──────── Given records ────────

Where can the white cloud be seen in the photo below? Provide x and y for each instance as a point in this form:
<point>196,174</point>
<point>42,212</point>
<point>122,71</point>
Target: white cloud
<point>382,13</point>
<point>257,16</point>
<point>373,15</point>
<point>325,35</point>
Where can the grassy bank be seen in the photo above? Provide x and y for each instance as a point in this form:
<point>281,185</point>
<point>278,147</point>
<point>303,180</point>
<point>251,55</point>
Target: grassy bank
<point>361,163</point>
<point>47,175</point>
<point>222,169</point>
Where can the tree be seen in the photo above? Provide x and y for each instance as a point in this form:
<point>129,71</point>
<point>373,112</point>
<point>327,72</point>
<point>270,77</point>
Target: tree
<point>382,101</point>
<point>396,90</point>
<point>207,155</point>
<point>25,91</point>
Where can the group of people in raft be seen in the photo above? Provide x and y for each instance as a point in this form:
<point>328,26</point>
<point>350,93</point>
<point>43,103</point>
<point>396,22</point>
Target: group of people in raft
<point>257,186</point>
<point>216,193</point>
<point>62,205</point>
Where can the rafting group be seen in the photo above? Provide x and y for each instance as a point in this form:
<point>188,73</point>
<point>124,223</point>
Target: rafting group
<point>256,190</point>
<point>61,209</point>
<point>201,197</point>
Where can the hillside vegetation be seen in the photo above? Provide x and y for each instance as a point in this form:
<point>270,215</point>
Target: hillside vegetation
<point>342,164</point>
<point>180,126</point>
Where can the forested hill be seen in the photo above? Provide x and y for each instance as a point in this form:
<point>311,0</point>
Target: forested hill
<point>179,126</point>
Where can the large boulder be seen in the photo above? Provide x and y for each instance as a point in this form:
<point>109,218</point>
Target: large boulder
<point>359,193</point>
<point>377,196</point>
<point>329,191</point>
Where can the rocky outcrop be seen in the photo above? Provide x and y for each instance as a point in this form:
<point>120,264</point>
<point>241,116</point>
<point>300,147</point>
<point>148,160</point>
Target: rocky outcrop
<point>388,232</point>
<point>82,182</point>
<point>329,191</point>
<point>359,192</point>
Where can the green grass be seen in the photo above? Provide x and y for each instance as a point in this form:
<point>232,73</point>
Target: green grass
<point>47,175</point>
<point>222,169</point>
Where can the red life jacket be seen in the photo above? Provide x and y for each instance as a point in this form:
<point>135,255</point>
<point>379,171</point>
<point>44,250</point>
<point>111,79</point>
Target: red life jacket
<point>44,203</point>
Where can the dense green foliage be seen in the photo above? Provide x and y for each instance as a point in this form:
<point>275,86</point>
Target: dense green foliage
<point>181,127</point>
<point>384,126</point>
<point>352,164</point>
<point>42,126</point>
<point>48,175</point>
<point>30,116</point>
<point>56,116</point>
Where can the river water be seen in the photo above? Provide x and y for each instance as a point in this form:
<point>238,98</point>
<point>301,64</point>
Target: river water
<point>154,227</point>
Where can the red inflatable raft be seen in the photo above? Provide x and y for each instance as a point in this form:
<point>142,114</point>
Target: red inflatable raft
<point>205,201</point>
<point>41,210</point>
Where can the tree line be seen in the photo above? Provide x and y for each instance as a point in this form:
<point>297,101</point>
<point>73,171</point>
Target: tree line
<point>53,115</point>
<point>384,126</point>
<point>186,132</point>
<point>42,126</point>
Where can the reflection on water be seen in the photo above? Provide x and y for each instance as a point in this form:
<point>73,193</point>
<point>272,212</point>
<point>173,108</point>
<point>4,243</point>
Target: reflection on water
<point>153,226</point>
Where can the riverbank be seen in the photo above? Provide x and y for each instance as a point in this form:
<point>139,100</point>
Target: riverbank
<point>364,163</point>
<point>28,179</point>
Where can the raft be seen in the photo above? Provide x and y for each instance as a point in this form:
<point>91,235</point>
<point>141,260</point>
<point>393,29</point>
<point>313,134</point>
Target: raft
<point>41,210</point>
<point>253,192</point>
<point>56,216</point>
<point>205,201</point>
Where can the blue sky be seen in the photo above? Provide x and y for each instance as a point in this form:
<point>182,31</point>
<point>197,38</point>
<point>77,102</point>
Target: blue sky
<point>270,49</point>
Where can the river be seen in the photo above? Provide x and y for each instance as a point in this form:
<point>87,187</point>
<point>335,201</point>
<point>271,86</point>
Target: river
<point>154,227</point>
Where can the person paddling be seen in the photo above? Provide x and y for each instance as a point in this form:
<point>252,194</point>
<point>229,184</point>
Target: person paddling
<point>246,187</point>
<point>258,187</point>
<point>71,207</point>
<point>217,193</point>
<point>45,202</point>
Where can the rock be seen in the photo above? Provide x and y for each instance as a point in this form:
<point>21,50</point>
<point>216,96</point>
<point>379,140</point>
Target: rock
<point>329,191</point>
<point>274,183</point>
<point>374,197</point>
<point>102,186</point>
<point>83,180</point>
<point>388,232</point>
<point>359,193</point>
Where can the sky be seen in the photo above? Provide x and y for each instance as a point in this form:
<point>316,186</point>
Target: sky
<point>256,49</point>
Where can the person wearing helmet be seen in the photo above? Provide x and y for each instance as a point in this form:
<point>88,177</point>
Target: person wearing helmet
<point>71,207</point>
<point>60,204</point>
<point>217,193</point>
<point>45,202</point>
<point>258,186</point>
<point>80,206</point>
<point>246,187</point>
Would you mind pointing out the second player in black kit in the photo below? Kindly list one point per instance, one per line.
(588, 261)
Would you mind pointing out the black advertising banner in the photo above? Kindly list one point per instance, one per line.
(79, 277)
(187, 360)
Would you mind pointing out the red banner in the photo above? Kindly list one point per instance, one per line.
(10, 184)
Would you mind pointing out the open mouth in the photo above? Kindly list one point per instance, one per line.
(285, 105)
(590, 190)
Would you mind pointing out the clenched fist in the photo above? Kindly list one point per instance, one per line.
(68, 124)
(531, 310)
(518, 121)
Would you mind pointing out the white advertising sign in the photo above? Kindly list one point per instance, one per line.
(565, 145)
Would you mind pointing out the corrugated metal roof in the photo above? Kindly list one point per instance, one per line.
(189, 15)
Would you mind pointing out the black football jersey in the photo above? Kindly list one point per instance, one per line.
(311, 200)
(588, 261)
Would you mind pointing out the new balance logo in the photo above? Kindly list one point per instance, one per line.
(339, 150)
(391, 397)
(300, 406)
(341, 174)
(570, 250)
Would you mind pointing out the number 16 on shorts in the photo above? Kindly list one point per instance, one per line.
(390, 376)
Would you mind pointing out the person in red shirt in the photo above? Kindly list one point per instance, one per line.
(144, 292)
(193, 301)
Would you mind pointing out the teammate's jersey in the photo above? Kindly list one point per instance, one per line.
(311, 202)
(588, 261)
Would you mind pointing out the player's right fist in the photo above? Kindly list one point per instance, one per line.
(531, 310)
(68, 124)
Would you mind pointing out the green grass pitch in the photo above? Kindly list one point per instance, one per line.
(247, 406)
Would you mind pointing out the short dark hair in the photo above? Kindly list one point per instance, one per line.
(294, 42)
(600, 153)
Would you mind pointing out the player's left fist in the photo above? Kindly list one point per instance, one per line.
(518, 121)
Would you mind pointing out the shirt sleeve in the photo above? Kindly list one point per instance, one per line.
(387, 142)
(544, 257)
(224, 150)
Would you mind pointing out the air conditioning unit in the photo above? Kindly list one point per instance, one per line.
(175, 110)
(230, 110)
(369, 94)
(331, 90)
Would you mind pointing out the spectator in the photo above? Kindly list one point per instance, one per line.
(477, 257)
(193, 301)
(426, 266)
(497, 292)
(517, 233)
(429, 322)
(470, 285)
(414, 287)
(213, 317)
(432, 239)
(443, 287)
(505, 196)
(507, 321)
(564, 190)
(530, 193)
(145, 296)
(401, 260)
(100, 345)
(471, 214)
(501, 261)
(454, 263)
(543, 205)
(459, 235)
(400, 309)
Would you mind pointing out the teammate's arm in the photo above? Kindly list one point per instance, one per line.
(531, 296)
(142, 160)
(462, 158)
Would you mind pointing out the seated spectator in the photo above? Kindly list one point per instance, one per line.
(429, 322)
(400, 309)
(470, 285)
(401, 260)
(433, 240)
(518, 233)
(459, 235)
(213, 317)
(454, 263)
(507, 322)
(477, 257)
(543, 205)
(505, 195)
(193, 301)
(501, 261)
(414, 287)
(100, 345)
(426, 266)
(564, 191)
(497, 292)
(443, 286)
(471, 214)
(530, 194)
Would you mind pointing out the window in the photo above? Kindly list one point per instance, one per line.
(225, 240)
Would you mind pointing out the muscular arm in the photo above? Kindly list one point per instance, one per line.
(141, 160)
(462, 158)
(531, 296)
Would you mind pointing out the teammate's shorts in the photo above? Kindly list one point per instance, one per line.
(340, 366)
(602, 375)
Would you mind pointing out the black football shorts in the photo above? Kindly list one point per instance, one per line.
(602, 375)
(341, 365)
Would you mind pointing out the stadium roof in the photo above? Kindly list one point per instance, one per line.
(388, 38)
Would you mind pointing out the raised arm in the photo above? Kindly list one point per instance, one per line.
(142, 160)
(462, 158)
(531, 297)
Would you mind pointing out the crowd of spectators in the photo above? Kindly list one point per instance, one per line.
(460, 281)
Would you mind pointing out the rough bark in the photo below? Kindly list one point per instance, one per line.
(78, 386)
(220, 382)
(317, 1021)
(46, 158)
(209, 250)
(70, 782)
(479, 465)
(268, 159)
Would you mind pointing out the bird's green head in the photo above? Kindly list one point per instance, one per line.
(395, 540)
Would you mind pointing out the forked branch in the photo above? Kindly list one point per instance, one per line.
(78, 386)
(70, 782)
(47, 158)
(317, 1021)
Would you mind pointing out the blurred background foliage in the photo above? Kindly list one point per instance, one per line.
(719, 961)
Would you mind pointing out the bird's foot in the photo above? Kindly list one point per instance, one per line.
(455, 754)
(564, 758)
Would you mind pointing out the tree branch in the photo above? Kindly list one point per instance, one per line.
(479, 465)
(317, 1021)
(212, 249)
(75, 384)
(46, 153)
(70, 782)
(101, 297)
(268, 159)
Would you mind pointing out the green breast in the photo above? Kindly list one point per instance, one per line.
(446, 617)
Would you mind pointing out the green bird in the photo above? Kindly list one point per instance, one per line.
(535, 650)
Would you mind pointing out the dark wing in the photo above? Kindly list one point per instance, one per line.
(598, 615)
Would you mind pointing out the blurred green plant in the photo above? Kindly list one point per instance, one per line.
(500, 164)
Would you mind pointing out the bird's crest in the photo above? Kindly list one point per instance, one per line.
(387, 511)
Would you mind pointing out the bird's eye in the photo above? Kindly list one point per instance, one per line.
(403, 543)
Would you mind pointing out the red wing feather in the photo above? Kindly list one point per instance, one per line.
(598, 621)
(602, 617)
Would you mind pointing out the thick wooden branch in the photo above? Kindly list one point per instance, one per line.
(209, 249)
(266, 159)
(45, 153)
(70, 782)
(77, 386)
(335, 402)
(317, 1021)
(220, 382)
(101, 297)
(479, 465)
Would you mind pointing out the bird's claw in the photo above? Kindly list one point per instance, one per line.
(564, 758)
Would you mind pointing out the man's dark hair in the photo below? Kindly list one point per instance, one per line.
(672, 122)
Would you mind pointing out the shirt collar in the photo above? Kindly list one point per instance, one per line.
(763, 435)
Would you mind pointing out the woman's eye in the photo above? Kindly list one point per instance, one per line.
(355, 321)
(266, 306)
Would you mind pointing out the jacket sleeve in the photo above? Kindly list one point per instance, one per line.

────────

Challenge: Copy out verbatim the part of the data above that opens with the line containing "Where can the group" and closes with the line containing "<point>359,192</point>", including both of those lines.

Finished task:
Where can the group of people in raft be seen in the photo above? Provide x and y for each instance as a point in this form:
<point>328,26</point>
<point>350,93</point>
<point>43,103</point>
<point>396,22</point>
Target: group of people in raft
<point>257,186</point>
<point>216,193</point>
<point>62,205</point>
Where can the rafting group be seen in the photo above? Provide x and y for each instance as a point in this form:
<point>188,73</point>
<point>124,223</point>
Target: rafting group
<point>256,190</point>
<point>61,209</point>
<point>201,197</point>
Where can the hillside vegetation be seen in the photo above? Provide x and y for each instance as a point in this form:
<point>270,215</point>
Target: hillside vegetation
<point>342,164</point>
<point>180,126</point>
Where can the forested hill be seen in the photo above? Provide x and y for each instance as a point in this form:
<point>311,0</point>
Target: forested hill
<point>179,126</point>
Where can the large boulder be seen in the photo above? Provide x and y for each instance as a point in this form:
<point>109,218</point>
Target: large boulder
<point>359,193</point>
<point>377,196</point>
<point>329,191</point>
Where can the rocky outcrop be seen in the photo above? Provide x and y for each instance as a point in this form:
<point>120,264</point>
<point>241,116</point>
<point>300,147</point>
<point>148,160</point>
Target: rocky outcrop
<point>388,232</point>
<point>82,182</point>
<point>329,191</point>
<point>359,192</point>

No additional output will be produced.